Pick out every line in the data below that contains the word "flop", and copy each one.

* _ENTRIES_
++++++++++

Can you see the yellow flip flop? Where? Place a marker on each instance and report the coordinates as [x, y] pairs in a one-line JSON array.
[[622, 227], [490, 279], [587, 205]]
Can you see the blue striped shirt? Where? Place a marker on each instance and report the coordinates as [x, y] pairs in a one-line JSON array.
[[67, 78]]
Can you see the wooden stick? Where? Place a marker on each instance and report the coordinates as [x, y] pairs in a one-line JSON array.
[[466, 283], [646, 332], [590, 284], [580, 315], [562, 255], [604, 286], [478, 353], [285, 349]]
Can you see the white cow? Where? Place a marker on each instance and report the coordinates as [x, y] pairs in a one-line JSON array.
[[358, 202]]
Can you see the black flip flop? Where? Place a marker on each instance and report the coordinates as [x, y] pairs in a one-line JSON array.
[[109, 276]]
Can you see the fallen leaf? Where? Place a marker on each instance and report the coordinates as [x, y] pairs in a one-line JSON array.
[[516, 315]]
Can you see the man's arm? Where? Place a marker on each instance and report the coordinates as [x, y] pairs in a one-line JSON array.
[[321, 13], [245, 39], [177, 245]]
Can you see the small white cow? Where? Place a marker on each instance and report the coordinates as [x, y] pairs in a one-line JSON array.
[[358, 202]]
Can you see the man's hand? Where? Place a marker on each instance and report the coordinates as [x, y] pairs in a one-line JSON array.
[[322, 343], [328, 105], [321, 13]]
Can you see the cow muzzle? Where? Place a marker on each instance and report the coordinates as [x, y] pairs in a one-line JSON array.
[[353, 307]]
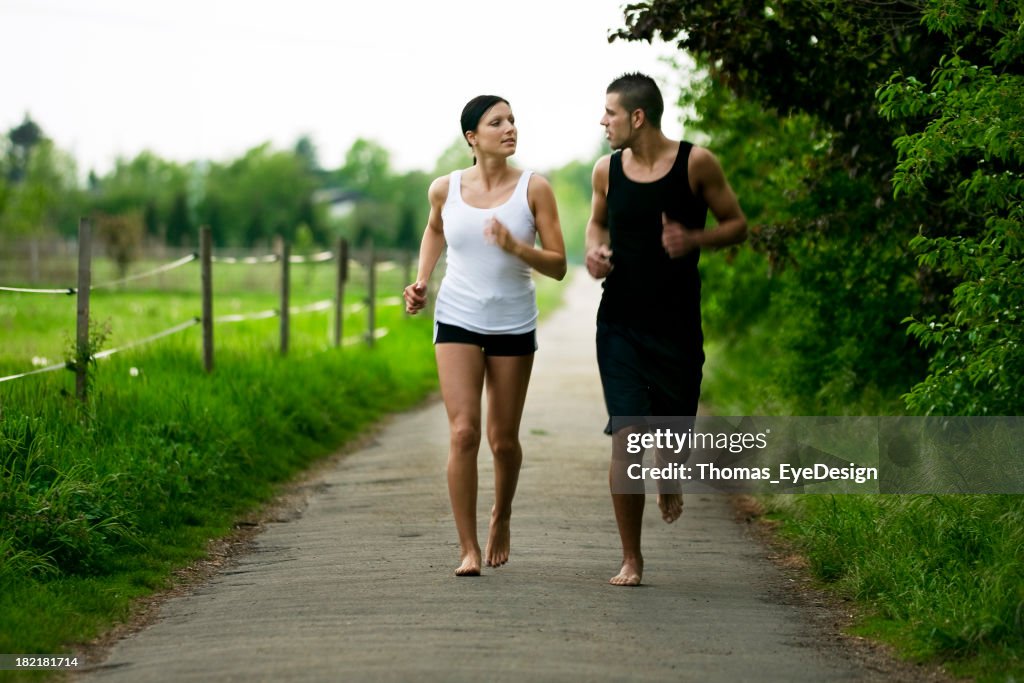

++++++++++

* _SOLUTION TO THE PROBLEM_
Can you see the yellow flip flop? Where? Place a marker on each instance and report the coordinates as [x, y] pairs in a one-line JSON array.
Can you see the black flip flop? Where? Place a marker on each instance and report the coordinates as [x, y] pairs in a one-line JSON array.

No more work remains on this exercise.